> **SUPPLIED TEXT**
========

General characteristics
- Class & type: Kagerō-class destroyer
- Displacement: 2,033 long tons (2,066 t) standard
- Length: 118.5 m (388 ft 9 in)
- Beam: 10.8 m (35 ft 5 in)
- Draft: 3.8 m (12 ft 6 in)
- Propulsion: 3 × Kampon water tube boilers; 2 × Kanpon impulse turbines; 2 × shafts, 52,000 shp (39 MW);
- Speed: 35.5 knots (40.9 mph; 65.7 km/h)
- Range: 6,053 NM at 18 knots (21 mph; 33 km/h)
- Complement: 239
- Armament: (1939); 6 × 12.7 cm/50 Type 3 DP guns; 2 × Type 96 25 mm AA guns; 8 × 610 mm (24 in) torpedo tubes; 18 depth charges; 2 × paravanes; (1944); 4 × 12.7 cm/50 Type 3 DP guns; 28 × Type 96 25 mm AA guns; 8 × 610 mm (24 in) torpedo tubes; 36 depth charges;

= Japanese destroyer Shiranui (1938) =

Kagerō-class destroyer

Shiranui (不知火, Phosphorescent Light) was the second vessel to be commissioned in the 19-vessel destroyers built for the Imperial Japanese Navy in the late 1930s under the Circle Three Supplementary Naval Expansion Program (Maru San Keikaku).

========

> **DATASET**
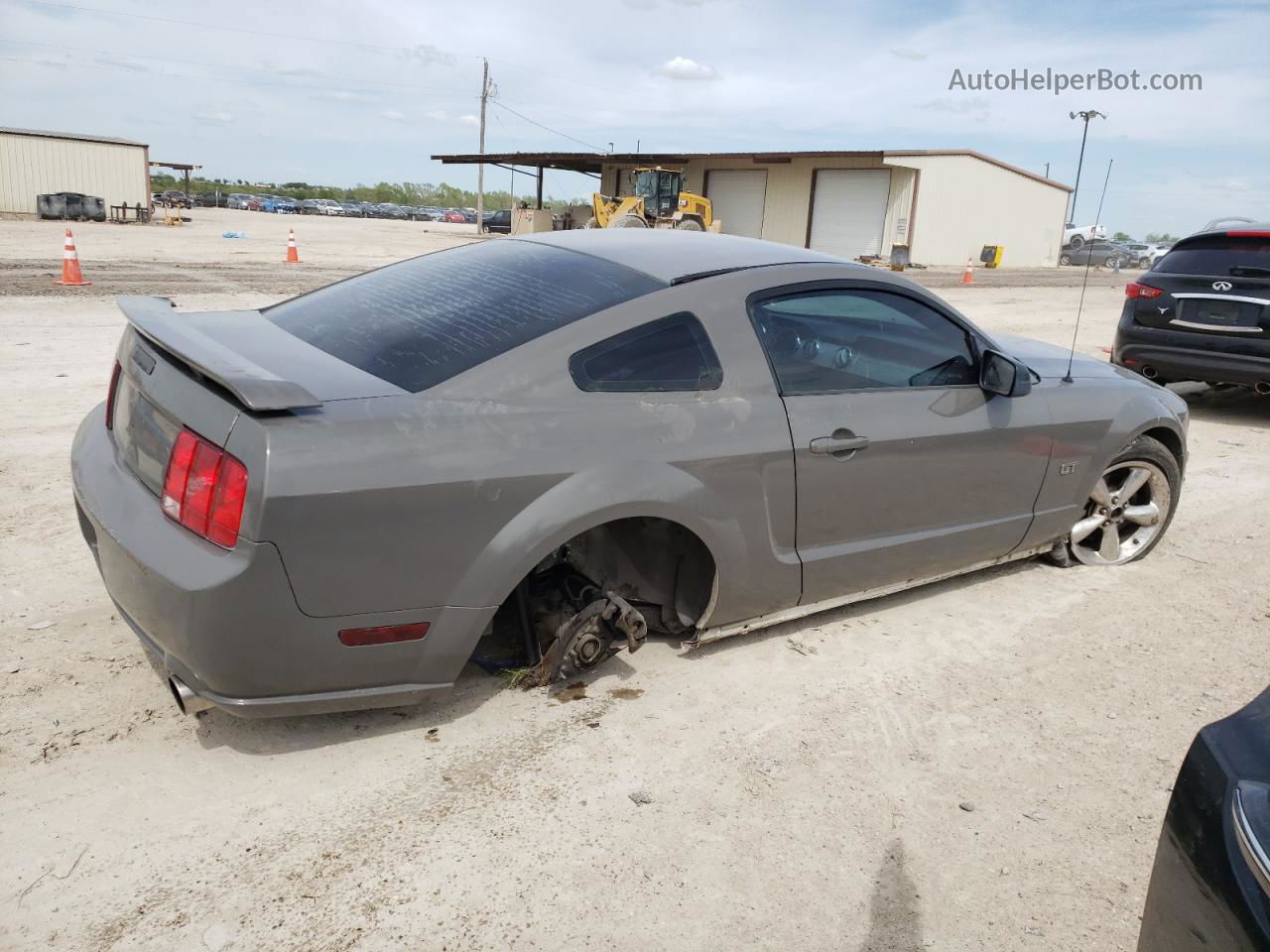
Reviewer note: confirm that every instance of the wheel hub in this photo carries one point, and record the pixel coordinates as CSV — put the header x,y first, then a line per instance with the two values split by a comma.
x,y
1124,513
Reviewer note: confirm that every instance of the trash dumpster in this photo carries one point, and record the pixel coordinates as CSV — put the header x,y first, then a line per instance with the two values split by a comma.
x,y
51,206
70,204
93,207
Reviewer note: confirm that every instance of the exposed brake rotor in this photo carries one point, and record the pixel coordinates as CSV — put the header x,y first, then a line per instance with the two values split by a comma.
x,y
587,639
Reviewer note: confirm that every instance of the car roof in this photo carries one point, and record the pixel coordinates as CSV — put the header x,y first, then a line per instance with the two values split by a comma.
x,y
672,255
1232,226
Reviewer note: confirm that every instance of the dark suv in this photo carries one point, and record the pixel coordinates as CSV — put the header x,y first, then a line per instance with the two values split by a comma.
x,y
1203,311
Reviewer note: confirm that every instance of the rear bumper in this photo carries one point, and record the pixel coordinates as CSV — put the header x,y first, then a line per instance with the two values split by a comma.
x,y
227,625
1176,357
1205,895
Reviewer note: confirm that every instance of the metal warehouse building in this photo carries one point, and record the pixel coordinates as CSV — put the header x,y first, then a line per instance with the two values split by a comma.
x,y
36,163
944,204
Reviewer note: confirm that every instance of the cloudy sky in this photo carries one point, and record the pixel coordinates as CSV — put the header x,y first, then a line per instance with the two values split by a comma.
x,y
344,93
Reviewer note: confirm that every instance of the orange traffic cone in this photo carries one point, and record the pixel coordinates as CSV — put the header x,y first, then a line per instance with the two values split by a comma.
x,y
968,275
71,275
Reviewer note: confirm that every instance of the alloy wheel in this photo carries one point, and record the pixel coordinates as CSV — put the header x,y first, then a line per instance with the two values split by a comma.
x,y
1125,512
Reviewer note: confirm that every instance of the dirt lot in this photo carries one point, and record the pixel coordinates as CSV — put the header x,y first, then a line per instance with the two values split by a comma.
x,y
798,800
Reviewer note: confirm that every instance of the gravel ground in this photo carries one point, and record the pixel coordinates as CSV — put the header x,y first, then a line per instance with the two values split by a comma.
x,y
753,792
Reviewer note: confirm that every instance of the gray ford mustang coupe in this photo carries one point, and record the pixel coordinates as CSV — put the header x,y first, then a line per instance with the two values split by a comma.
x,y
580,438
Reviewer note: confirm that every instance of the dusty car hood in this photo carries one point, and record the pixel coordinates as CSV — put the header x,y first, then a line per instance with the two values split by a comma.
x,y
1051,361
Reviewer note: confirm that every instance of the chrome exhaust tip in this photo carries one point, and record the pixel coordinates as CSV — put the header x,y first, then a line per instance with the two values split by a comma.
x,y
187,699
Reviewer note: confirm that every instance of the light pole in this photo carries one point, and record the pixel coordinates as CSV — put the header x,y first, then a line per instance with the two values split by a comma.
x,y
1086,114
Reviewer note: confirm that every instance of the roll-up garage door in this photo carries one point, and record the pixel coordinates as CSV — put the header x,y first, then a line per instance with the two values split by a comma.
x,y
738,199
848,209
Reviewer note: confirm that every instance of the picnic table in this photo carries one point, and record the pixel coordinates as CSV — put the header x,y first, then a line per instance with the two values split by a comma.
x,y
119,213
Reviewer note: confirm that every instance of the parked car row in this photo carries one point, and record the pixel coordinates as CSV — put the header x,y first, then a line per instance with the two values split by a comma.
x,y
1107,254
281,204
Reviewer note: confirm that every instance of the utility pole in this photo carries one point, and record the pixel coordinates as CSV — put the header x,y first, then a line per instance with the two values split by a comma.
x,y
1086,114
480,167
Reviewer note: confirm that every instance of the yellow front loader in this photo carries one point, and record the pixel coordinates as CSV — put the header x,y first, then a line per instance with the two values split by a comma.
x,y
658,202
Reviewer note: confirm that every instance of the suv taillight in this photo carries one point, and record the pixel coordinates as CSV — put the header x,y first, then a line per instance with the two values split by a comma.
x,y
109,397
203,489
1135,290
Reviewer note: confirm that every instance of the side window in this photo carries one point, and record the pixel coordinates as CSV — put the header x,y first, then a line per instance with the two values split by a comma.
x,y
826,341
670,354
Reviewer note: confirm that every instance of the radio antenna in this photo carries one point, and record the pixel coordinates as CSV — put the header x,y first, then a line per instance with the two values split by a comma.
x,y
1080,307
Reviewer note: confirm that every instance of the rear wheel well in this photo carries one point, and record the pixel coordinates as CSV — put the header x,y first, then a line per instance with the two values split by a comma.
x,y
659,566
648,561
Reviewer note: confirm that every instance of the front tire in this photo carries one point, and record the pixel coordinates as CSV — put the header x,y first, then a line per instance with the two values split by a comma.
x,y
1128,511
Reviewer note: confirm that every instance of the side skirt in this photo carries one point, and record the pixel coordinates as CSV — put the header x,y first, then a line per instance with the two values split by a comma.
x,y
790,615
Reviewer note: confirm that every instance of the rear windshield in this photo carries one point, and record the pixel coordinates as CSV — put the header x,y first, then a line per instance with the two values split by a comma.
x,y
1222,254
422,321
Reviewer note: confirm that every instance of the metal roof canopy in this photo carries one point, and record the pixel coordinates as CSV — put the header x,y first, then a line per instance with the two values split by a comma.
x,y
72,136
593,163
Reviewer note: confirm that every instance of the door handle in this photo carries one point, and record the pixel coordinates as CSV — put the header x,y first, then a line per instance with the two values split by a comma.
x,y
841,445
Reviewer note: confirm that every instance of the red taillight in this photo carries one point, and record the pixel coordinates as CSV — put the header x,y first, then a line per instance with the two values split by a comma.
x,y
204,489
109,397
1135,290
384,635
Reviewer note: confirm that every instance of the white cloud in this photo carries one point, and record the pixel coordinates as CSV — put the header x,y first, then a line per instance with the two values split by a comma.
x,y
427,55
345,95
121,62
213,117
681,67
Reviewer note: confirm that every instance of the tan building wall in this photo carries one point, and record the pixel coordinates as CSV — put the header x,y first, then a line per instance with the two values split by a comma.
x,y
961,203
37,166
964,203
789,189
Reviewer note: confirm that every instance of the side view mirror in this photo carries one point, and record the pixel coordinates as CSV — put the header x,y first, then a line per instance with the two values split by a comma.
x,y
1003,376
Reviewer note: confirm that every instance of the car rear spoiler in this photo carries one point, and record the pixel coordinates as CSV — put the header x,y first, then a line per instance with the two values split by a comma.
x,y
155,320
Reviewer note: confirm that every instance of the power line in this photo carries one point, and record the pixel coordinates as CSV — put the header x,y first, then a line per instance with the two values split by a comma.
x,y
240,68
325,40
231,30
187,76
556,132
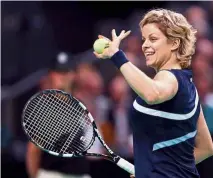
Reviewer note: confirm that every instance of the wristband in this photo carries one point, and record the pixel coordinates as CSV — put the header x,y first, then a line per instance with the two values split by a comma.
x,y
119,58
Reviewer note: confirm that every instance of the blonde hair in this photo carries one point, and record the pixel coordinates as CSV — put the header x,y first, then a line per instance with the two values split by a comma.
x,y
174,26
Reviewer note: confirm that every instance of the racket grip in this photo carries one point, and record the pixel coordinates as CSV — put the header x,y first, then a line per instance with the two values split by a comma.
x,y
127,166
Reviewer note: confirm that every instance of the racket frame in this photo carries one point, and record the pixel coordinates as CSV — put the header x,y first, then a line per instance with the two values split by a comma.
x,y
111,157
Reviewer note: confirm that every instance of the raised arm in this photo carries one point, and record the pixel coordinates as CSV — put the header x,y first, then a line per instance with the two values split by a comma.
x,y
203,141
162,88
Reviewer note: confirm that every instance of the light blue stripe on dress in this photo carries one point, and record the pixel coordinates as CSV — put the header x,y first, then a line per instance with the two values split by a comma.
x,y
172,142
164,114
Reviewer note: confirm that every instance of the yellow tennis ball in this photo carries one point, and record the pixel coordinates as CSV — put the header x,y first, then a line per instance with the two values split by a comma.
x,y
100,45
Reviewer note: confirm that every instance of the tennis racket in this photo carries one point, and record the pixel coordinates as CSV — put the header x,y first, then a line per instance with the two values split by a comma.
x,y
61,125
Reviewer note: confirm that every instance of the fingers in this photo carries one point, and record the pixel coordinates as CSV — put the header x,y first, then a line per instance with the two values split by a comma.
x,y
114,36
101,36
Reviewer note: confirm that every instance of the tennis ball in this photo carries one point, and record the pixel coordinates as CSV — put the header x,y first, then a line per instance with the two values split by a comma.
x,y
100,45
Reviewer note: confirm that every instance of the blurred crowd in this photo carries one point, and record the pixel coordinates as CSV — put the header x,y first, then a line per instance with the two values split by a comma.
x,y
107,96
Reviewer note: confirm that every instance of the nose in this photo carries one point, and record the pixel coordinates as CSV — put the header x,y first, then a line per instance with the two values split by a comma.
x,y
145,45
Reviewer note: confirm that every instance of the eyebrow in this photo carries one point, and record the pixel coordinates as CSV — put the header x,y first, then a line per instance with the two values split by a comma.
x,y
149,35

========

> **TASKS TO PERFORM**
1 - Say whether each statement agrees with the text on the destroyer Shiranui, answering yes or no and quoting the deciding words: (a) Shiranui was built for the Imperial Japanese Navy; (b) Shiranui was the first vessel of its class to be commissioned; (c) the 1944 armament included 36 depth charges.
2 - Carry on the text on the destroyer Shiranui from where it stops.
The records were taken from a different source than the text.

> **EXPECTED RESULTS**
1 -
(a) Yes: "built for the Imperial Japanese Navy in the late 1930s"
(b) No: "was the second vessel to be commissioned"
(c) Yes: "36 depth charges"

2 -
Shiranui operated with the Kido Butai aircraft carrier force for the first few months of WW2, including taking part in the Pearl Harbor strike force. The only break from this came at the beginning of March, where Shiranui involved herself in a small surface action when she helped to sink the Dutch freighter Modjokerto. Shortly after escorting troop convoys during the battle of Midway, Shiranui's entire forward 3rd was blown off by a torpedo from the submarine USS Growler. Repairs lasted until the end of 1943, with the damaging being extensively photographed. After a series of patrol duties, she took part in the battle of Leyte Gulf, nearly surviving the battle, but being sunk with all hands by dive bombers from USS Enterprise during its final stages.

==Background==
The Kagerō class was an enlarged and improved version of the preceding Asashio class of destroyers. Their crew numbered 240 officers and enlisted men. The ships measured 118.5 meters (388 ft 9 in) overall, with a beam of 10.8 meters (35 ft 5 in) and a draft of 3.76 meters (12 ft 4 in). They displaced 2,065 metric tons (2,032 long tons) at standard load and 2,529 metric tons (2,489 long tons) at deep load. The ships had two Kampon geared steam turbines, each driving one propeller shaft, using steam provided by three Kampon water-tube boilers. The turbines were rated at a total of 52,000 shaft horsepower (39,000 kW) for a designed speed of 35 knots (65 km/h; 40 mph). However, the class proved capable of exceeding 35.5 knots on sea trials. The ships were designed with a range of 5,000 nautical miles (9,300 km; 5,800 mi) at a speed of 18 knots (33 km/h; 21 mph). However, the class more accurately proved to have a range of 6,053 nautical miles (11,210 km; 6,966 mi) on trials.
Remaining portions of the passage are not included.